[Supplied information]

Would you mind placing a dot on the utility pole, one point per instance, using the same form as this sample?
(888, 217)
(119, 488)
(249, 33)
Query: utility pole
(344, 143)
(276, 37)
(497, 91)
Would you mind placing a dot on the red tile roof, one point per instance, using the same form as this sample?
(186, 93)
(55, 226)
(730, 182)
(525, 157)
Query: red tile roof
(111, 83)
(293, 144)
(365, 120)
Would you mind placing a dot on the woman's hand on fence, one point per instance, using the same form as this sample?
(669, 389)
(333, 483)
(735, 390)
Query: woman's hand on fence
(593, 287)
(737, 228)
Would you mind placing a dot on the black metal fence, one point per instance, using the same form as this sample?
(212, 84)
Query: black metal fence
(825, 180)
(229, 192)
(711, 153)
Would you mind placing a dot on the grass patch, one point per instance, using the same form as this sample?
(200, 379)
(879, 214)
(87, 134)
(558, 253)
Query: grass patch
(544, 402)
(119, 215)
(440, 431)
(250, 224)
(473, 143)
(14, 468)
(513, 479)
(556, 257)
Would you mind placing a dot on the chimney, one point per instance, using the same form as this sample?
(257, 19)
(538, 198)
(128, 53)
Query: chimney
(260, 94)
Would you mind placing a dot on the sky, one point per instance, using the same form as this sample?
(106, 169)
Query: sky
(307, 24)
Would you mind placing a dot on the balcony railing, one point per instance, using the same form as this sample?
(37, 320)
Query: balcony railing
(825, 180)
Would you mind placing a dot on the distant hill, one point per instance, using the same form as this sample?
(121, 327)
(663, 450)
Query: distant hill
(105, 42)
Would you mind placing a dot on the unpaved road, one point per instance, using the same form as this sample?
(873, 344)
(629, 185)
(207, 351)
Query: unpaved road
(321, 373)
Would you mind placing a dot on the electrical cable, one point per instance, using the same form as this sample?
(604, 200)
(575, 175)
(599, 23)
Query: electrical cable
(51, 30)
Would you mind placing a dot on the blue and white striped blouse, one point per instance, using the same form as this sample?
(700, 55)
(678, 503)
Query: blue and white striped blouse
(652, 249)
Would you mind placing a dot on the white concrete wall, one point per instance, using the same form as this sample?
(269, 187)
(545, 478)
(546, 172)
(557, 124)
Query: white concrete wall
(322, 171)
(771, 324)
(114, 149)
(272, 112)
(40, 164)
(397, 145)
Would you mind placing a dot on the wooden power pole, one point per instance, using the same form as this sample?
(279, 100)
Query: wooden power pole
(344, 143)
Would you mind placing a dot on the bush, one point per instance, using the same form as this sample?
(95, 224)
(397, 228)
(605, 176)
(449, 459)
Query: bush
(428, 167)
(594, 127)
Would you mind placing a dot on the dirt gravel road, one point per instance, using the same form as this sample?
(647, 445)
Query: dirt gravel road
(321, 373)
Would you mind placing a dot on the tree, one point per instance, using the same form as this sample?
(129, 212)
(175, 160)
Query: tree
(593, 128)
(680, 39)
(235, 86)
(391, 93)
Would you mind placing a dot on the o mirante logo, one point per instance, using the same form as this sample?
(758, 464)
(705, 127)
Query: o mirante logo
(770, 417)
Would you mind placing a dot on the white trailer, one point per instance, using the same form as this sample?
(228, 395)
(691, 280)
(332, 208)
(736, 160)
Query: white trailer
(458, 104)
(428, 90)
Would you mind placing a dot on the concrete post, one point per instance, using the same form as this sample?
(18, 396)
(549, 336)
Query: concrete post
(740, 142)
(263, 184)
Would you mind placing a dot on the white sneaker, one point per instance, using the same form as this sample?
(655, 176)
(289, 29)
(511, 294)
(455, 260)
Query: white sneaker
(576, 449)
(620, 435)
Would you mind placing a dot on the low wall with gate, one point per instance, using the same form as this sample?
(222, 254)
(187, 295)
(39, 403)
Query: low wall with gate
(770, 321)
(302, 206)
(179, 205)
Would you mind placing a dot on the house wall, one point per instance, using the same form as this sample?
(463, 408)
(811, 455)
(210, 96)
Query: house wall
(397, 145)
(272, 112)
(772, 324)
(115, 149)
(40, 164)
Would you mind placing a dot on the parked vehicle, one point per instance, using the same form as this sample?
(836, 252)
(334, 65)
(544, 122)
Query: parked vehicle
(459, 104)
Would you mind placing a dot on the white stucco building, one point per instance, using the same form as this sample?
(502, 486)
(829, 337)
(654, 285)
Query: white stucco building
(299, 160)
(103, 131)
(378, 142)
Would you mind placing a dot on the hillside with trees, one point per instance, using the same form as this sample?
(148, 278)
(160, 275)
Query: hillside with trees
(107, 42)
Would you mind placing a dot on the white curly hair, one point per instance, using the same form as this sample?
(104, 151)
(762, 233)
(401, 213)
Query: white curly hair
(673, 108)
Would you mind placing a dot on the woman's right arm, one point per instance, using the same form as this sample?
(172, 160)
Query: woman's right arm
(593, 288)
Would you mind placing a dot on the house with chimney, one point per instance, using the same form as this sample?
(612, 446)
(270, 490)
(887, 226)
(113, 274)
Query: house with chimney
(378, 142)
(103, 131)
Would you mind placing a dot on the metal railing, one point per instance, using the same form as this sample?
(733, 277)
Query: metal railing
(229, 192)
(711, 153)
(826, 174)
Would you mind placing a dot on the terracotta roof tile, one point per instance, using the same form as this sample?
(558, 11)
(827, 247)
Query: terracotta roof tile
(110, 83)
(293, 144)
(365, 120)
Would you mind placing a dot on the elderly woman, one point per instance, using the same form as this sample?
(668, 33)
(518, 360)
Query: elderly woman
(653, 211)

[/Supplied information]
[Supplied information]

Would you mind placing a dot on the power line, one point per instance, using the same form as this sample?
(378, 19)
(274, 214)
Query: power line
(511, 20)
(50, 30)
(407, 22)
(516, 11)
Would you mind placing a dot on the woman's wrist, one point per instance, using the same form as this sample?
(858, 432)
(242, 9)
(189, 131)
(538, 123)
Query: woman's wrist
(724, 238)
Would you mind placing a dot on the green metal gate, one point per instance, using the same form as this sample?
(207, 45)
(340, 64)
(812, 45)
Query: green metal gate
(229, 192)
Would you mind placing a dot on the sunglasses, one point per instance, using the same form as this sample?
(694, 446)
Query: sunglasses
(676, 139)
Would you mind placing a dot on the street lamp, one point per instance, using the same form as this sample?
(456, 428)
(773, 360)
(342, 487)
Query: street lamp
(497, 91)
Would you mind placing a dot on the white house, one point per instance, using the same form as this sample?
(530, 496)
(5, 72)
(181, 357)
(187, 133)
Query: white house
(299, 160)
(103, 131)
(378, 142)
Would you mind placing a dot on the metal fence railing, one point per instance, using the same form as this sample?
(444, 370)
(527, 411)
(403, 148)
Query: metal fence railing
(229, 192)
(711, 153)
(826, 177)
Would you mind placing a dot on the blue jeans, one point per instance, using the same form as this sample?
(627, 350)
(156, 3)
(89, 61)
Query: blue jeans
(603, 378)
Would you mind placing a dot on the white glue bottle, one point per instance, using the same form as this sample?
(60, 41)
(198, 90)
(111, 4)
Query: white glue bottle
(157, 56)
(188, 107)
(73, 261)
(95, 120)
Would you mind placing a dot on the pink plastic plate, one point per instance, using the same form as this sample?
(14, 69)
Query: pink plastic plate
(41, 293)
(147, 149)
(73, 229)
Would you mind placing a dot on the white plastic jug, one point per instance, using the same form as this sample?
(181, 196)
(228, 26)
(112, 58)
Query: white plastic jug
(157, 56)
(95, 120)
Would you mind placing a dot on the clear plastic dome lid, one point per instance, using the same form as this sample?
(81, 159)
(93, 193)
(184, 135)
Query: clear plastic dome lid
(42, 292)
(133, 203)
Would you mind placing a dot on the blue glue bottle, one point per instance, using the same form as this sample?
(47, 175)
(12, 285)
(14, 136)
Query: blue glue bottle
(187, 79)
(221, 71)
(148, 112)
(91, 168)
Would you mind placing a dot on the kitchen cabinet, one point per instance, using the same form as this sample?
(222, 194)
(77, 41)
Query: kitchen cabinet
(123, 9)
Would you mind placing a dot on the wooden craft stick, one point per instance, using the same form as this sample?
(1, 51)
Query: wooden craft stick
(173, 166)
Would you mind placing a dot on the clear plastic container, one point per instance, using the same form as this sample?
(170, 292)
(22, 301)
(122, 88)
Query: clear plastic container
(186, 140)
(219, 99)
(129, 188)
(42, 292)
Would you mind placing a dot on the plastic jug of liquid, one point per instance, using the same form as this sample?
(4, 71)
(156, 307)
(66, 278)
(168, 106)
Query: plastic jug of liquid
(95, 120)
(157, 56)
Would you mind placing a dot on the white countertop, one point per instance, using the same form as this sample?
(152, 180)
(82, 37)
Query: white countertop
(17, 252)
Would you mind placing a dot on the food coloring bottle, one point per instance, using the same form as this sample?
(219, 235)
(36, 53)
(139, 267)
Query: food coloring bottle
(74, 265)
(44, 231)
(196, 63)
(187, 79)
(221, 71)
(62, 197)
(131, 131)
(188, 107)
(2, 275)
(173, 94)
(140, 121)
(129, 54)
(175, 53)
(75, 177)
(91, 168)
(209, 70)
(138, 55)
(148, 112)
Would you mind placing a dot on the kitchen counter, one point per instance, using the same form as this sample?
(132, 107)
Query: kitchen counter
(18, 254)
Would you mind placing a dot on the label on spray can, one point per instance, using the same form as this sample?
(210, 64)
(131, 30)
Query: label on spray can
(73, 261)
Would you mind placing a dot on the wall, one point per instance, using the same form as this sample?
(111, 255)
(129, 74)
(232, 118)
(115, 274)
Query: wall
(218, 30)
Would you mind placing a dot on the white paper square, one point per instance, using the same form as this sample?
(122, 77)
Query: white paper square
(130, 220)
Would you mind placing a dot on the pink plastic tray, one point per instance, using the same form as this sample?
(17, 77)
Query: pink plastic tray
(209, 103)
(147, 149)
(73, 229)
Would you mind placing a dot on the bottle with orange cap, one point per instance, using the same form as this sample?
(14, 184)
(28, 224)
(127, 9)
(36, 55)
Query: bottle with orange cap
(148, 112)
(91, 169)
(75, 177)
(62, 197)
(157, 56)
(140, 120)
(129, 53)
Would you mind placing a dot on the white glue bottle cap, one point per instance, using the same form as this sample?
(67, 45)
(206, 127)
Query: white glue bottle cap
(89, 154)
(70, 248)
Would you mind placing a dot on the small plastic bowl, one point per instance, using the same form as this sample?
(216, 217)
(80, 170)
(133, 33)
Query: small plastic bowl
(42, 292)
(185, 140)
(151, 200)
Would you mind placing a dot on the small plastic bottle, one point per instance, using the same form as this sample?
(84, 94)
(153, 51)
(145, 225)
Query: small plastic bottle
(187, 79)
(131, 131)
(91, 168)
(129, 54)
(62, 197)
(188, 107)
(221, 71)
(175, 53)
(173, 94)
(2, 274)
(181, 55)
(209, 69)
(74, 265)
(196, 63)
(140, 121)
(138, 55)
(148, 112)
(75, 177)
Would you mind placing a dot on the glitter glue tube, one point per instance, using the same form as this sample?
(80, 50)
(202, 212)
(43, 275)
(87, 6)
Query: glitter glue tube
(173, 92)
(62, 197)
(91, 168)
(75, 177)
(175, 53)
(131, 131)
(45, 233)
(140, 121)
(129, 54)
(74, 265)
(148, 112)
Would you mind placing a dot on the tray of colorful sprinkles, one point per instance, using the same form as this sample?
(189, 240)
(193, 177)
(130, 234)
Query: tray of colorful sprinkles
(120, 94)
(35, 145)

[/Supplied information]

- **Your goal**
Restate word for word the lines of the data above, starting at the line containing "Would you mind placing a dot on the metal fence" and ending at the line containing "Would you mind placing a dot on the blue glue", both included, and nothing more.

- **Solution for this task**
Would you mind placing a dot on the metal fence railing, one point per instance, using the same form as this sample?
(444, 370)
(527, 411)
(403, 148)
Query: metal fence railing
(229, 192)
(711, 153)
(826, 177)
Would you mind placing a dot on the blue jeans, one point per instance, using the same form as this sample?
(627, 350)
(156, 3)
(89, 61)
Query: blue jeans
(603, 378)
Would you mind placing a dot on the white glue bottle, one point per instance, using the same form as this sample?
(60, 41)
(198, 90)
(111, 4)
Query: white glue bottle
(157, 56)
(188, 107)
(73, 261)
(95, 120)
Would you mind placing a dot on the pink plastic plate, one point per instance, using the same form as this sample?
(14, 69)
Query: pink plastic plate
(41, 293)
(147, 149)
(73, 229)
Would you mind placing a dot on the white plastic jug, one point per instance, using the same form as this sample?
(181, 196)
(228, 26)
(112, 58)
Query: white plastic jug
(157, 56)
(95, 120)
Would you mind placing a dot on the clear plastic dome lid, one point per instance, using the same form as this sample?
(81, 159)
(93, 193)
(184, 135)
Query: clear plastic dome lid
(42, 292)
(133, 203)
Would you mind placing a dot on the blue glue bottle, one point per instance, using the same form as this sample?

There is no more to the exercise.